(Object pointing dataset rows)
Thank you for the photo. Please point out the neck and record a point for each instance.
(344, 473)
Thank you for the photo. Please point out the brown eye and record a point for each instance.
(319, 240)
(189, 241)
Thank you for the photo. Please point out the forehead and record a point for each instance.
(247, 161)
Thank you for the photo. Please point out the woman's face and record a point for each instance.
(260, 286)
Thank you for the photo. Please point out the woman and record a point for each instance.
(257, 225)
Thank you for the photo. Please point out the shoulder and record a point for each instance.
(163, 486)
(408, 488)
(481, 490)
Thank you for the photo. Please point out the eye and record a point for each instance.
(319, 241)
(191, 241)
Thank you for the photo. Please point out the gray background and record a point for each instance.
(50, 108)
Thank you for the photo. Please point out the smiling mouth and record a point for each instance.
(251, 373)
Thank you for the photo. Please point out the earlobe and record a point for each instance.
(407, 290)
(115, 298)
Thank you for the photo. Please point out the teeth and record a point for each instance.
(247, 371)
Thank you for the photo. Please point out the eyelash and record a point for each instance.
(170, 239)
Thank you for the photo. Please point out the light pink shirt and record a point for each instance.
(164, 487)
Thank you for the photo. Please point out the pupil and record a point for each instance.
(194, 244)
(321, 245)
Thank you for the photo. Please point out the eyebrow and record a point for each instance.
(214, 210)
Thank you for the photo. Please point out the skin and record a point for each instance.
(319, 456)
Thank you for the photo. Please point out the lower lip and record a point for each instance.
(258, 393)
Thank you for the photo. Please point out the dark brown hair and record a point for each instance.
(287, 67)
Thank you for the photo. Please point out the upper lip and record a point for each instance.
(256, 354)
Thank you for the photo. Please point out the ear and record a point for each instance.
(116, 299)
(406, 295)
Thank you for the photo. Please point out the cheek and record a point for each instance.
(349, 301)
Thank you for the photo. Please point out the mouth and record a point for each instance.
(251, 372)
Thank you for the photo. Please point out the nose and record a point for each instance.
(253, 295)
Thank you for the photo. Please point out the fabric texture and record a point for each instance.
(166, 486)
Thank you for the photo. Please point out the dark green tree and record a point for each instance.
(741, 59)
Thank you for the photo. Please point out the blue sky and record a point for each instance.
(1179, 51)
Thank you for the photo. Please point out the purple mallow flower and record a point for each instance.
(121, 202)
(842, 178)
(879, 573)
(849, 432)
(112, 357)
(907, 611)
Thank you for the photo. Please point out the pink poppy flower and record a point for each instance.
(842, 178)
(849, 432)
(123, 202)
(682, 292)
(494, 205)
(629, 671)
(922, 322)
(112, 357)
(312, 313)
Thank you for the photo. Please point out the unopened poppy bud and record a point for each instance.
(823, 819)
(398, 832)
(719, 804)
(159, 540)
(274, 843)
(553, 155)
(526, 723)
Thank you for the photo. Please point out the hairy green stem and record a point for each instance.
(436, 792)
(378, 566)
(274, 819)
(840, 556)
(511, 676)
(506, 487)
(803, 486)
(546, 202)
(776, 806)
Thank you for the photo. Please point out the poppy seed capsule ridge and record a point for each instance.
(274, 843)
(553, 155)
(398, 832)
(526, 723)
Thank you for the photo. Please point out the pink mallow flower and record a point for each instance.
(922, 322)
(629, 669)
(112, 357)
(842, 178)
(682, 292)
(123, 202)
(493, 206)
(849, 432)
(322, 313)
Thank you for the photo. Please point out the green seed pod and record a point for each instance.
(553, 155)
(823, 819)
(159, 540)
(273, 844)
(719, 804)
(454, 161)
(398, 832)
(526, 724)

**What needs to be done**
Copy out the listing above verbatim, from the first line to the last.

**Task output**
Thank you for the photo. Please point out the neck and record a point for each instance.
(344, 473)
Thank you for the photo. Please point out the brown eye and record a point for each instance.
(319, 240)
(189, 241)
Thank you for the photo. Please point out the forehead and record a point for each instance.
(247, 161)
Thank you for the photo. Please point out the woman's face and record a point for each instance.
(260, 286)
Thank you for the photo. Please point out the woman and record a point for each instance.
(257, 225)
Thank you for the photo. Please point out the shoulder and record a point for each instance.
(163, 486)
(408, 488)
(481, 490)
Thank you for the photo. Please point out the eye and record a point for each instance.
(319, 241)
(191, 241)
Thank you for the photo. Please point out the gray background and record a point for each instance.
(50, 108)
Thank you for the photo. Please point out the smiling mouth and record a point for each instance.
(251, 373)
Thank you for the photo. Please point out the earlobe and record a point for each instance.
(407, 290)
(115, 298)
Thank you for the photo. Please point out the teeth and record a point for each instance.
(247, 371)
Thank you for the photo. Please point out the eyelash and record a point for each instance.
(170, 239)
Thank you for the photo. Please point out the light pink shirt and record a point for each instance.
(164, 487)
Thank you for the photo. Please point out the pupil and record a point for each instance.
(194, 244)
(321, 245)
Thank you for the photo. Please point out the eyebrow and record a point for each instance.
(214, 210)
Thank you for the photo. Please point out the skin and record a point for each instance.
(319, 456)
Thank you for the photo. Please point out the lower lip and record a point for each instance.
(258, 393)
Thank you for the photo. Please point out the dark brown hair and record a point for each instance.
(287, 67)
Thank you for the photo. Please point out the upper lip and record a point for each instance.
(256, 354)
Thank you for the photo. Please point out the ear and record a point for each instance.
(116, 299)
(406, 295)
Thank you for the photo. Please point out the cheek and record a point for each instance.
(349, 301)
Thank you for the photo. Please point out the mouth and record a point for each instance.
(251, 372)
Thank you for the photo. Please point out the nose and record a point for each instance.
(253, 295)
Thank you for the photo. Please point out the fabric texture and record a point for each instance.
(166, 486)
Thank you for the photo. Please point out the dark green tree and record a point for each instance.
(741, 59)
Thank you for the photo. Please point out the blue sky and record a point for each instance.
(1179, 51)
Thank you for the photo. Please point out the purple mallow flower and record a point for each instance.
(121, 202)
(842, 178)
(879, 573)
(849, 432)
(112, 357)
(907, 611)
Thank you for the photo. Please point out the pink poppy flower and record a point for each instance.
(842, 178)
(849, 432)
(123, 202)
(682, 292)
(494, 205)
(629, 671)
(922, 322)
(112, 357)
(312, 313)
Thank you for the photo. Please point out the unopened poppy bud and record a point for each instance.
(823, 819)
(398, 832)
(719, 804)
(159, 540)
(274, 843)
(553, 155)
(526, 723)
Thank you for the photo. Please point out the hairy green stem and record a point for each instance.
(436, 792)
(378, 566)
(274, 819)
(840, 556)
(511, 676)
(506, 487)
(803, 486)
(546, 202)
(776, 806)
Thank you for the photo. Please point out the poppy seed capsule ridge and record a point for each instance.
(274, 843)
(553, 155)
(398, 832)
(526, 723)
Thank you for the photo. Please point out the pink mallow flower and record a point for each instance.
(922, 322)
(629, 669)
(112, 357)
(842, 178)
(682, 292)
(123, 202)
(493, 206)
(849, 432)
(322, 313)
Thank you for the photo. Please point out the green seed pod and record a point for each instance.
(553, 155)
(823, 819)
(159, 540)
(273, 844)
(719, 804)
(454, 161)
(398, 832)
(526, 724)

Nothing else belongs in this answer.